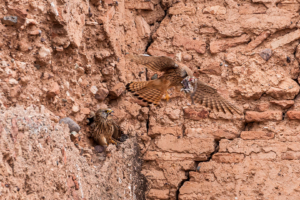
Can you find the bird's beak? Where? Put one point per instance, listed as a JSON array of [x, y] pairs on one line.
[[109, 111]]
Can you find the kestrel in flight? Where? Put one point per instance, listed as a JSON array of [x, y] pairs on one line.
[[105, 129], [174, 75]]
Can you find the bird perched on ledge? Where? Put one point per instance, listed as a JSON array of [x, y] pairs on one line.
[[105, 129], [174, 75]]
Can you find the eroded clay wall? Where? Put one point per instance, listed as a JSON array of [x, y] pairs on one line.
[[69, 56]]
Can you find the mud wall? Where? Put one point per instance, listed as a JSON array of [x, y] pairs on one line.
[[69, 56]]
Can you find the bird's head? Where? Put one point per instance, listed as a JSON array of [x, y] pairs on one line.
[[104, 113]]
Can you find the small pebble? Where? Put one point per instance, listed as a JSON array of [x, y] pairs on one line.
[[10, 20], [73, 126], [154, 77], [99, 149]]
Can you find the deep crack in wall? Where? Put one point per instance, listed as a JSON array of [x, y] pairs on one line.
[[69, 56]]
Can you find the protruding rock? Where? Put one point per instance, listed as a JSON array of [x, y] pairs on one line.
[[228, 157], [157, 130], [257, 135], [221, 45], [102, 54], [284, 104], [94, 89], [287, 89], [190, 113], [117, 90], [189, 44], [13, 81], [10, 20], [266, 54], [75, 108], [252, 116], [187, 57], [35, 32], [213, 68], [53, 90], [101, 94], [158, 194], [294, 114], [257, 41], [142, 27], [146, 5], [73, 126], [215, 10], [23, 46], [182, 8], [288, 38], [262, 107]]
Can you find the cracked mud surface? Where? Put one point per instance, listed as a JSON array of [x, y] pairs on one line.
[[66, 58]]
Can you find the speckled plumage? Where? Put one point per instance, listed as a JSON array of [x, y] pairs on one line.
[[152, 91], [105, 128]]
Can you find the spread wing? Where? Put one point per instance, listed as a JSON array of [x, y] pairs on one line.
[[209, 97], [117, 130], [155, 63]]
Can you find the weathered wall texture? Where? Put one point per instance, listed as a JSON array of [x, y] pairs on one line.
[[69, 56]]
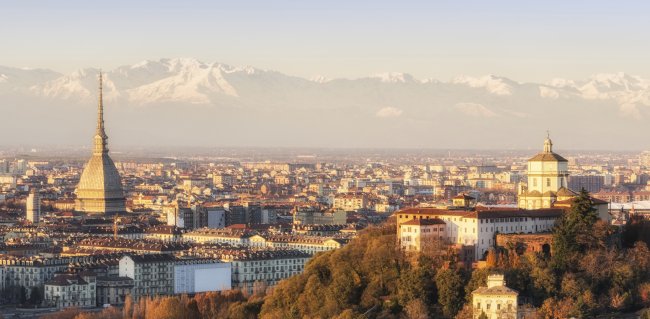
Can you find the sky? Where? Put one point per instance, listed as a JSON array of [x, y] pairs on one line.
[[533, 41]]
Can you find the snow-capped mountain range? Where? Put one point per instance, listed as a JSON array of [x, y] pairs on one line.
[[424, 106]]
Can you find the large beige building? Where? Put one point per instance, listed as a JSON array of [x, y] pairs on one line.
[[416, 234], [548, 174], [100, 187]]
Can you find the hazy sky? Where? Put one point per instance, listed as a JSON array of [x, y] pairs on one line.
[[524, 40]]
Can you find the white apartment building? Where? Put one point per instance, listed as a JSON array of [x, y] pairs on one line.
[[152, 274], [193, 275], [71, 290], [33, 207], [307, 244], [267, 267]]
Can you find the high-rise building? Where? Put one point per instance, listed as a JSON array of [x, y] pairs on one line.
[[100, 187], [33, 207]]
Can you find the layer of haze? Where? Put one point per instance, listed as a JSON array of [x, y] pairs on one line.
[[524, 40]]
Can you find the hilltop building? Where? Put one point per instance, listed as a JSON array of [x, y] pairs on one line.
[[548, 175], [100, 187], [496, 301]]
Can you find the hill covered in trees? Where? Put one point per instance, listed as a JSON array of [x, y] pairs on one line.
[[594, 268]]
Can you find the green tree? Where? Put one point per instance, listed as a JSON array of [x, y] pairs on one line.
[[573, 231], [450, 286]]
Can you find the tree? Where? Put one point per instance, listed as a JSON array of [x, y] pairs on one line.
[[416, 283], [416, 309], [450, 291], [573, 231]]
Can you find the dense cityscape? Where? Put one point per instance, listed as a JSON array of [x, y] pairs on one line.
[[324, 159], [102, 234]]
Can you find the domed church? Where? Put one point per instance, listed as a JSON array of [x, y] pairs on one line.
[[100, 187], [548, 175]]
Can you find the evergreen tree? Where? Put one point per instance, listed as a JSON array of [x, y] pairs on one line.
[[573, 231], [450, 286]]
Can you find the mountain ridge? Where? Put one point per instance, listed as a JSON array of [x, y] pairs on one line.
[[202, 100]]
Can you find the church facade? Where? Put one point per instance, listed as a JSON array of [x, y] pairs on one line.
[[548, 175]]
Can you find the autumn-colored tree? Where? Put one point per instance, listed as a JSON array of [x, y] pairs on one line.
[[492, 258], [416, 309], [127, 311]]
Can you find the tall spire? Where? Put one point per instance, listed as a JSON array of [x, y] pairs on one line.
[[100, 107], [548, 144], [100, 134]]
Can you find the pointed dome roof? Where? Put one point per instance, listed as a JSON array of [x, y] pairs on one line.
[[100, 186], [547, 155]]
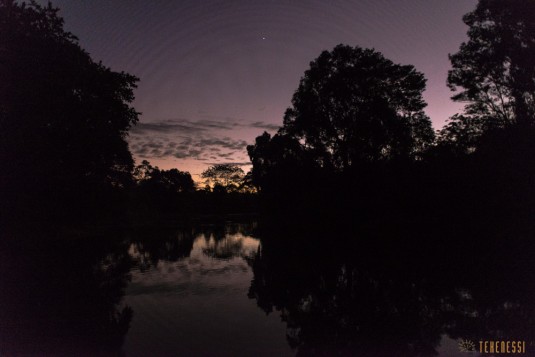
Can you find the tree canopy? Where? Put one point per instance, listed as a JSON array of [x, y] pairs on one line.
[[495, 69], [353, 105], [64, 118], [227, 176]]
________________________
## [WORK REQUEST]
Write the data out again exactly, but without its images.

## [ANSWER BOX]
Can you find the bird's beak? Where? Put one point per instance, listed as a JSON array of [x, y] pairs on one line.
[[109, 111]]
Can you find the kestrel in flight? Where? Put one point per instance, listed as a JSON array of [x, y] pairs on one line.
[[105, 129], [174, 75]]
Can you find the bird perched on ledge? Where? Put one point per instance, listed as a JSON array of [x, y] pairs on one line.
[[105, 129], [174, 75]]
Can you find the eroded clay wall? Where? Put one point per instance, listed as a JSON array of [x, y] pairs on one line.
[[69, 56]]
Can you find the mud wall? Where? Put one point per instance, listed as a JSON array of [x, y] pairs on one line.
[[69, 56]]
Can you find the bird's head? Where? Put one point per instance, listed as a JSON array of [x, y] pairs on one line.
[[104, 113]]
Can you find the small pebble? Where? Put one point per instance, listed as a JSON array of [x, y] pairs on one line.
[[10, 20], [73, 126], [154, 77], [99, 149]]
Can you find the deep crack in wall? Where? Put one point per instance, listed as a JSON array of [x, y] pairs on one line.
[[69, 56]]
Can you find the protruding rock? Where? Put one point per instance, listed as a JSON array of [x, y] pairs on one line.
[[228, 157], [157, 130], [257, 135], [221, 45], [102, 54], [284, 104], [94, 89], [287, 89], [190, 113], [117, 90], [189, 44], [13, 81], [10, 20], [266, 54], [75, 108], [252, 116], [187, 57], [35, 32], [213, 68], [53, 90], [101, 94], [158, 194], [294, 114], [257, 41], [142, 27], [146, 5], [73, 126], [215, 10], [23, 46], [182, 8], [288, 38], [262, 107]]
Can you find the cracked mud surface? Where? Put one point per instance, listed as a JSON array of [x, y] pairs on one line.
[[66, 58]]
Can you find the speckled plumage? Where? Put one point per instance, listed as a JSON array of [x, y] pairs on one line.
[[152, 91], [105, 128]]
Can you find the spread wing? Where? Put one point per instance, listed as a JSON array of [x, y] pairs on one line.
[[209, 97], [117, 130], [155, 63]]
Can you find the weathered wall texture? Where? Put one point per instance, listed as a JSON array of [x, y] pairs on one line.
[[69, 56]]
Can you find the sky? Where? Put one point per instance, listed as a JSON array of [x, y] pairs on one line.
[[533, 41]]
Can you find the snow-capped mountain range? Where? Put one point per instance, listed as a JSON array of [x, y] pairs on one line.
[[424, 106]]
Can you find the large beige building? Where? Put one point per instance, listed as a JSON array of [x, y] pairs on one line.
[[416, 234], [548, 174], [100, 187]]
Can you find the hazy sky? Where? Put one point per instance, listed as a JSON array of [x, y] pairs on one line.
[[524, 40]]
Can you find the white apartment building? Where? Put one point per instance, listed as a JSON array of [x, y] pairs on one line.
[[152, 274], [193, 275], [71, 290], [33, 207], [307, 244], [267, 267]]
Can you find the high-rise building? Where? Put one point per instance, listed as a JSON array of [x, y] pairs on one line.
[[100, 187], [33, 207]]
Can you find the layer of haze? Where? Put one point per instance, listed as a JSON array of [x, y] pairs on one line.
[[524, 40]]
Can you find the hilltop building? Where? Put one point per instance, listed as a JSON array of [x, y] pairs on one line.
[[548, 175], [100, 187], [496, 301]]
Can you find the hill covered in trees? Where? Put one point per instance, listed as a JSON array of [x, y] pairs on one line.
[[594, 268]]
Can you find the green tree? Where? Put one point per instance, listed as a JSON array of [x, y] pairs on one line.
[[573, 231], [450, 286]]
Can you find the tree? Where? Put one point per instance, listed as a JSON array of [x, y] pairs on one line.
[[416, 283], [416, 309], [450, 291], [573, 231]]
Can you find the dense cityscape? Where? Put one point per instance, listed as a JSON array of [x, y] pairs on one line.
[[324, 159], [102, 234]]
Can you find the domed church? Where? Put one point per instance, listed as a JSON array of [x, y] pairs on one line.
[[100, 187], [548, 175]]
Can you find the evergreen tree? Where? Put one point per instance, listed as a JSON array of [x, y] pairs on one line.
[[573, 231], [450, 286]]
Can you find the mountain ridge? Where? Put one point per instance, listed as a JSON array of [x, y] pairs on one line.
[[202, 100]]
Can you find the church facade? Where? Put one point per instance, listed as a JSON array of [x, y] pairs on one line.
[[548, 175]]
Can you find the autumn-colored tree? Where? Put one point per instance, listed as a JSON array of [x, y] pairs on one line.
[[492, 258], [416, 309], [127, 311]]
Can you find the tall spire? Where? Put one point per instance, listed as a JSON array of [x, y] pairs on one line.
[[100, 107], [548, 144], [100, 134]]
Can you find the pointed dome roof? Where? Put one point per instance, listed as a JSON array of [x, y] pairs on one line.
[[100, 186], [547, 155]]
Can you find the tree canopy? Where? Put one point per instance, listed as a JSON array of [x, y] pairs on one line.
[[495, 69], [353, 105], [64, 118], [227, 176]]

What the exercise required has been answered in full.